### WHAT THIS TASK INVOLVES
Set down the records that follow exactly, every line of them.

[Saved entries]
※ ※ ※
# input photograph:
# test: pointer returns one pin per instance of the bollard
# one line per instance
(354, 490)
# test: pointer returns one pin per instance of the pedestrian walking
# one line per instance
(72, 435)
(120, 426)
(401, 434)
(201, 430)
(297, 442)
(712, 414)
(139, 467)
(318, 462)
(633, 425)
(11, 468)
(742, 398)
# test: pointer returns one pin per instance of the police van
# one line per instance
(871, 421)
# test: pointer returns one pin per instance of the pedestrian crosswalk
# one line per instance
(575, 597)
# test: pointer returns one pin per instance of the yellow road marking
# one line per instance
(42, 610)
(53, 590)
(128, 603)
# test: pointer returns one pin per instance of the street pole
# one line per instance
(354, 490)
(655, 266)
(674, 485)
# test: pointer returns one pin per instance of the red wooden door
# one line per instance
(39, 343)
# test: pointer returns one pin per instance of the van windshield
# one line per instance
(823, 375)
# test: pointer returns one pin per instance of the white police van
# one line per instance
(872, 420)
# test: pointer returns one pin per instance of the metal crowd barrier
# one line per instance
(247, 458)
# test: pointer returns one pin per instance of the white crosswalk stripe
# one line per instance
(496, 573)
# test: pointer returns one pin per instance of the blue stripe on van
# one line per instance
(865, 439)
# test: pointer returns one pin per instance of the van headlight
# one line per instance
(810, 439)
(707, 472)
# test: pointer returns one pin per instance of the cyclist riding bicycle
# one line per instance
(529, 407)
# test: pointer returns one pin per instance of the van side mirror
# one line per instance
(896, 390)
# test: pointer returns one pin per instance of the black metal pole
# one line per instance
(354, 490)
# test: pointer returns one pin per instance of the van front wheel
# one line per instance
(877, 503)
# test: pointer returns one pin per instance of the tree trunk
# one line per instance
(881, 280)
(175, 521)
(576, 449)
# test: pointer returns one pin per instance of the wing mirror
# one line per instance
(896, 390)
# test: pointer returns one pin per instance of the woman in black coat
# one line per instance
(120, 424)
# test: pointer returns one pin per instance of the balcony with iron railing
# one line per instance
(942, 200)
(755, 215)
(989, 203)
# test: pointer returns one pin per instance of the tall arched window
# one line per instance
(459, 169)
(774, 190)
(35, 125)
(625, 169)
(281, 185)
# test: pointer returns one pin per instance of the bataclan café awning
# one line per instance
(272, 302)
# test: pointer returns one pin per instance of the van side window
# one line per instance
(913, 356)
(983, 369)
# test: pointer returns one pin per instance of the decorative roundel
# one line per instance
※ ※ ※
### SOLVED EXERCISE
# input photograph:
# test: pointer returns one pin per instance of the bollard
# one line per instance
(354, 490)
# test: pointer returns one pin per instance of the pedestrian walking
# one line per instance
(72, 435)
(120, 426)
(401, 434)
(201, 430)
(297, 442)
(712, 414)
(139, 467)
(318, 462)
(633, 425)
(11, 468)
(742, 398)
# test: pointer returns one pin per instance of the police van
# one line per instance
(871, 421)
# test: pointer returns one pin per instance of the pedestrian crosswalk
# one line per instance
(575, 597)
# test: pointer returns one pin per instance of the yellow road marking
# one line per instance
(42, 610)
(53, 590)
(128, 603)
# test: pointer returns one pin per instance of the street pole
# one line per instance
(354, 490)
(655, 266)
(674, 485)
# test: pointer returns one pin per instance of the red wooden door
# one line per instance
(39, 343)
# test: pointer returns one pin per instance of the van windshield
# one line per instance
(823, 375)
# test: pointer returns one pin per instance of the white police van
# one line per instance
(872, 420)
# test: pointer returns one pin per instance of the metal crowd barrier
# one line per instance
(247, 458)
# test: pointer returns one pin per instance of the white crosswalk stripe
# one line per instance
(496, 573)
# test: pointer returns one pin per instance of the blue stripe on van
# one line per instance
(865, 439)
# test: pointer returns one pin per instance of the van headlight
# one line per instance
(810, 439)
(707, 472)
# test: pointer returns one pin per instance of the cyclist riding bicycle
# one line per instance
(529, 407)
# test: pointer returns one pin per instance of the van side mirror
# one line per instance
(896, 390)
# test: pointer returns one pin per instance of the black metal pole
# one line per instance
(354, 490)
# test: pointer returns one pin per instance of the van front wheel
# one line per instance
(877, 503)
# test: pointer returns one pin per instance of the tree trunk
# one line per instance
(881, 280)
(175, 521)
(576, 449)
# test: pointer returns one pin per instance of the wing mirror
# one line per instance
(896, 390)
# test: pointer returns one pin per instance of the woman in black coat
# one line per instance
(120, 424)
# test: pointer returns one pin per instance of the balcony with iron railing
# one line per instance
(942, 200)
(755, 215)
(989, 203)
# test: pointer returns one pin per instance of the tall arched window
# one line per instance
(459, 169)
(774, 190)
(35, 125)
(625, 169)
(281, 185)
# test: pointer returns one pin per instance of the bataclan café awning
# one line per instance
(272, 302)
# test: pointer returns one pin per instance of the van side window
# one line per instance
(913, 356)
(983, 369)
# test: pointer returns one pin per instance of the decorative roundel
# one line per instance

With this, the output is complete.